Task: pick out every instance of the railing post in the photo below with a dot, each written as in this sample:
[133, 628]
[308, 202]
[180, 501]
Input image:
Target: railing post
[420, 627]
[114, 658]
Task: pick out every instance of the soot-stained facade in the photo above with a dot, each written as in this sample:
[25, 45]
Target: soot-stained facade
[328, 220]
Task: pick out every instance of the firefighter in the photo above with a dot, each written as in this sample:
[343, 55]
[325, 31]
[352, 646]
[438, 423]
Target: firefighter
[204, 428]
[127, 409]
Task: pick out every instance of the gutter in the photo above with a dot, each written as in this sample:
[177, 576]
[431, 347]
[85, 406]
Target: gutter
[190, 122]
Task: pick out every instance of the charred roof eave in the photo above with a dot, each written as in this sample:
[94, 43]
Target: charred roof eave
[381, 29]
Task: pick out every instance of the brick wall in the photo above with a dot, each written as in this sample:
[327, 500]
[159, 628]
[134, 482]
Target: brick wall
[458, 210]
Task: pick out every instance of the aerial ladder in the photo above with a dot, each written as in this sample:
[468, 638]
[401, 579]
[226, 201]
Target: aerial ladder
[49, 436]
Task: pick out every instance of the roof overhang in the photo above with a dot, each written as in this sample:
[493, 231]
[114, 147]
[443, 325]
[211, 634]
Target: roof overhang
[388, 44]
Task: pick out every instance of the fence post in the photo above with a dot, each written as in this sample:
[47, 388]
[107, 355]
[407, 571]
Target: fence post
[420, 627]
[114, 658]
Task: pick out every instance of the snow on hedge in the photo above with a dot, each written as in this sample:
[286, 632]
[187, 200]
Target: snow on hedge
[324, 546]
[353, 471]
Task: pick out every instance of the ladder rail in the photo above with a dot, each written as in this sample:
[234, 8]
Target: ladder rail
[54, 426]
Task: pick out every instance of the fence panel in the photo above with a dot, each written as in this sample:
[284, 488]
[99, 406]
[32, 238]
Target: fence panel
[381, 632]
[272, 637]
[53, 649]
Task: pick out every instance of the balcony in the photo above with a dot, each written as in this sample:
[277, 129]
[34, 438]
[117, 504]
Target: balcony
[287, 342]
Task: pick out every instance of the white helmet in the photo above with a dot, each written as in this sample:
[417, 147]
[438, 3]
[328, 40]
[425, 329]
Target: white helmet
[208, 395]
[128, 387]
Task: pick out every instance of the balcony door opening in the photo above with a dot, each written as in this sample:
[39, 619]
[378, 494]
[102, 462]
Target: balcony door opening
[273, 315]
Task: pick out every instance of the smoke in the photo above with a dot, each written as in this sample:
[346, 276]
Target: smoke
——
__Your instructions__. Quote the listing in full, please, keeping every line exact.

__Written solution__.
Task: pick out every instance of the railing post in the photo below with a dot, each written as in this sample:
[133, 628]
[308, 202]
[180, 501]
Input image:
Target: railing post
[420, 627]
[114, 658]
Task: pick out every instance of the soot-stained facade in the photo above with a dot, each written as in this sample:
[25, 45]
Target: soot-stained facade
[328, 220]
Task: pick out every instance of the firefighter in the photo above with a dot, each written as in this sample:
[343, 55]
[325, 31]
[352, 646]
[438, 423]
Target: firefighter
[204, 428]
[127, 409]
Task: pick out every instance of the gutter in the photo above with a dot, each written as in this sample:
[177, 576]
[431, 347]
[85, 406]
Target: gutter
[190, 122]
Task: pick out every instance of the charred roof eave in the photo above with a dot, each written as in this sample:
[94, 43]
Target: charred roof eave
[381, 29]
Task: pick out every instance of the brick wall in the photo above with a dot, each written as in this sample:
[327, 500]
[159, 628]
[134, 482]
Target: brick wall
[458, 210]
Task: pick out every instance of the aerial ladder in the photo above with a dot, each written as in this sample:
[468, 638]
[401, 579]
[226, 201]
Target: aerial ladder
[49, 436]
Task: pick out every instance of the roof overhang in the photo above with a dot, each written as in this sample:
[493, 231]
[114, 147]
[443, 325]
[211, 634]
Target: roof overhang
[388, 44]
Task: pick out every instance of the fence post in the photo above with a dot, each written as in this sample:
[47, 388]
[107, 355]
[407, 571]
Target: fence post
[420, 627]
[114, 658]
Task: pick out every instance of the snow on hedge in the photo above with a dot, each written as in this sample:
[286, 632]
[187, 200]
Target: snow on hedge
[324, 546]
[353, 471]
Task: pick out every instance of the ladder rail in the photo above with a dot, each written as in this sample:
[234, 8]
Target: ladder rail
[54, 426]
Task: pick out every instance of the fence panel in the photo above with a dot, each written as in this sample:
[284, 488]
[99, 406]
[32, 238]
Target: fence panel
[381, 632]
[272, 637]
[53, 649]
Task: pick out every instance of the balcony in the photo above with a dot, each written as in this sample:
[277, 129]
[34, 438]
[117, 504]
Target: balcony
[287, 342]
Task: pick out every instance of the white helmet in the photo above with a dot, each written as in this sample:
[417, 147]
[438, 3]
[328, 40]
[425, 329]
Target: white helmet
[208, 395]
[128, 387]
Task: pick out every instance of the balcony door opening in the photo above with a dot, each written as in this sample:
[39, 619]
[378, 494]
[102, 462]
Target: balcony door opening
[273, 315]
Task: pick out every instance of the smoke in the photo above with a dot, each written as in this sample:
[346, 276]
Target: smoke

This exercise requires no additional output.